● TUS TAREAS:
a. Di si cada afirmación coincide con la reflexión sobre los sacerdotes. Responde sí o no y cita las palabras del texto que lo deciden. (i) En tiempos de Malaquías, los sacerdotes guiaban al pueblo por buenos caminos. (ii) La infidelidad lleva a perder la identidad y la espiritualidad cristiana. (iii) Se pide rezar por los sacerdotes.
b. Escribe cómo sigue la reflexión sobre los sacerdotes, empezando justo después de su última frase.

● FRAGMENTO DEL DOCUMENTO:

▬▬▬▬▬▬

No ambiciono grandezas que
superan mi capacidad
1.
La no fidelidad a Dios.
"Recibid ahora esta advertencia, sacerdotes: Si
no hacéis caso ni tomáis a pecho dar gloria a mi Nombre, dice Yahvé Sebaot,
lanzaré contra vosotros la maldición y maldeciré vuestra bendición; la
maldeciré porque ninguno de vosotros toma nada a pecho. Voy a dejaros sin
brazo, os echaré estiércol a la cara, el estiércol de vuestras fiestas, y
seréis aventados con él. (Ml 2, 1-3) En tiempos del
profeta Malaquías, los sacerdotes de la Antigua Alianza habían olvidado sus
obligaciones como hombres de Dios. Rompieron el pacto hecho con Yahvé y en
lugar de guiar al pueblo por buenos caminos, lo descarriaban por senderos
torcidos que no conducían hasta Dios.
Por
su negligencia, cuando, no por su malicia, muchos se olvidaron del Señor y se
apartaron de su divina ley. Delito grave que hace clamar al profeta con tonos
airados contra esa actitud indigna y nefasta para el pueblo.
2.
Infidelidad que hoy se puede repetir.
Sacerdotes
de entonces que cometieron el tremendo delito de alejar a los hombres del
verdadero Dios. Hoy también se puede repetir ese hecho. Y, aunque sea duro
reconocerlo, también se repite, empezando por mí... la infidelidad nos lleva a
la pérdida de la identidad y de la espiritualidad cristiana. Y por ende nos
lleva a la frustración y a la pérdida del sentido de la vida. Quizá sea una
buena ocasión para hacer examen de conciencia y rectificar. Y también puede ser
el momento de pensar que todos hemos de echar una mano a los sacerdotes y rezar
por ellos. Para que sean fieles a la misión salvífica que Dios les ha
encomendado y sean un estímulo continuo para el bien y nunca para el mal.

▬▬▬▬▬▬

● LISTADO MOSTRADO:
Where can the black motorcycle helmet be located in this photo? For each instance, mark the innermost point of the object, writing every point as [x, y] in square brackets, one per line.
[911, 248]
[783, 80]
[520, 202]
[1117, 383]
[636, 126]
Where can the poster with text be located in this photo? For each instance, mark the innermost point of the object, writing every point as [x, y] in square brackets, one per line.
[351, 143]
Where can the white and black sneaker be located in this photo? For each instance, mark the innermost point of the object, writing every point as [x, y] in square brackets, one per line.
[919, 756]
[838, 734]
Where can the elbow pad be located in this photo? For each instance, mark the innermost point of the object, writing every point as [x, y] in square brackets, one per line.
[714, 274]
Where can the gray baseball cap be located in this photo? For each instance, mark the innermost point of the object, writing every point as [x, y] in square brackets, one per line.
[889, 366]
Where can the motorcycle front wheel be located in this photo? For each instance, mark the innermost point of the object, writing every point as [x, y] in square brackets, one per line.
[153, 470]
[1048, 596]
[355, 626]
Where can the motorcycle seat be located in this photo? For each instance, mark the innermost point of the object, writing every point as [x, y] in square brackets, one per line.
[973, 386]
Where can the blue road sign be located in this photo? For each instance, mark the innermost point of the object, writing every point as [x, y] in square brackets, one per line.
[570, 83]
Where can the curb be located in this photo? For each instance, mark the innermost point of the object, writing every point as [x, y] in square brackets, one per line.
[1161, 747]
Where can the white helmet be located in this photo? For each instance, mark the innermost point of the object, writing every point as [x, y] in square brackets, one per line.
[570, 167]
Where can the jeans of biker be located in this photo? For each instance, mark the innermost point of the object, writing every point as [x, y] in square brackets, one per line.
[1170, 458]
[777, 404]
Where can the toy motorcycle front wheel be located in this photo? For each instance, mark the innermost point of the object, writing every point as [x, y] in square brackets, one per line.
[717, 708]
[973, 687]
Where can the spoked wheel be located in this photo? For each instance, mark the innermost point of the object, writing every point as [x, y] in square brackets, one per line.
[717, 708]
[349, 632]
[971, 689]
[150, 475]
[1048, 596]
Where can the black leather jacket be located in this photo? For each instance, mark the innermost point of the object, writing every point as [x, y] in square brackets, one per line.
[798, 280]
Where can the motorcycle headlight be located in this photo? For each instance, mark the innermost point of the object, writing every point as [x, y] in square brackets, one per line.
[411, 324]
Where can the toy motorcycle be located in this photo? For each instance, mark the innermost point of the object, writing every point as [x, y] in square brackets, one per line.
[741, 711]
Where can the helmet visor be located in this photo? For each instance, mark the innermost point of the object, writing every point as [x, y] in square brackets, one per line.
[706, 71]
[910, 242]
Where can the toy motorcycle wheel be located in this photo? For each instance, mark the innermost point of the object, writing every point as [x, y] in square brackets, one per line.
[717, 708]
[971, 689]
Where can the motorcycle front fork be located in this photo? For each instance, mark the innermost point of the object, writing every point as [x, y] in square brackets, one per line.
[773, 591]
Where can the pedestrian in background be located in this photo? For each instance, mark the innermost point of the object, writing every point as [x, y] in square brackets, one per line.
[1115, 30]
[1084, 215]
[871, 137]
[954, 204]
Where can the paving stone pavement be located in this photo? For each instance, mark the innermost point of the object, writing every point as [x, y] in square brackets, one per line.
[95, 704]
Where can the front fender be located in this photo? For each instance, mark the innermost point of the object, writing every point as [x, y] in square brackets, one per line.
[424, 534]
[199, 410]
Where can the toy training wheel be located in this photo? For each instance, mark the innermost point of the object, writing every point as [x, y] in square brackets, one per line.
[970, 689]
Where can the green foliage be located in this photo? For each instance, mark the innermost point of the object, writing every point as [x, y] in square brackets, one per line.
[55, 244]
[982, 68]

▬▬▬▬▬▬

● RESULTADOS FINALES:
a.
(i) No: "en lugar de guiar al pueblo por buenos caminos, lo descarriaban por senderos torcidos que no conducían hasta Dios."
(ii) Sí: "la infidelidad nos lleva a la pérdida de la identidad y de la espiritualidad cristiana."
(iii) Sí: "todos hemos de echar una mano a los sacerdotes y rezar por ellos."

b.
3.
El pecado nos priva de la gloria de
Dios
"Pues yo os haré
despreciables y viles ante el pueblo" (Ml 2, 9) Despreciables y viles. A los ojos del pueblo
“Terrible condena de Dios” que con frecuencia ha sido una realidad en la
Historia. Sin embargo, muchas veces ese desprecio contra el sacerdote ha sido
injusto, sacrílego incluso. Entonces la convicción de que Dios está junto a su
elegido ha sido fortaleza para los mayores heroísmos de los ministros del
Señor. Pero, otras veces ese desprecio es el resultado de una justa indignación
ante situaciones inadmisibles. Es un peligro que tiene siempre el sacerdote:
olvidarse de que ha de encarnar la figura de Cristo en su propia vida, y
pretender llevar a cabo su misión por otros caminos que los señalados por Dios.
4.
La advertencia de Jesús.
Señor,
tú dijiste a los apóstoles que los enviabas como ovejas en medio de lobos (Mt
10, 16). Difícil tarea has puesto en manos de tus sacerdotes. Por eso no debe
extrañarnos que a veces fallemos. Y de ahí también que nos esforcemos por
comprenderlos, por perdonarlos, por ayudarles, por animarlos a seguir con la
ilusión de los principios por la empinada senda del sacerdocio de Cristo.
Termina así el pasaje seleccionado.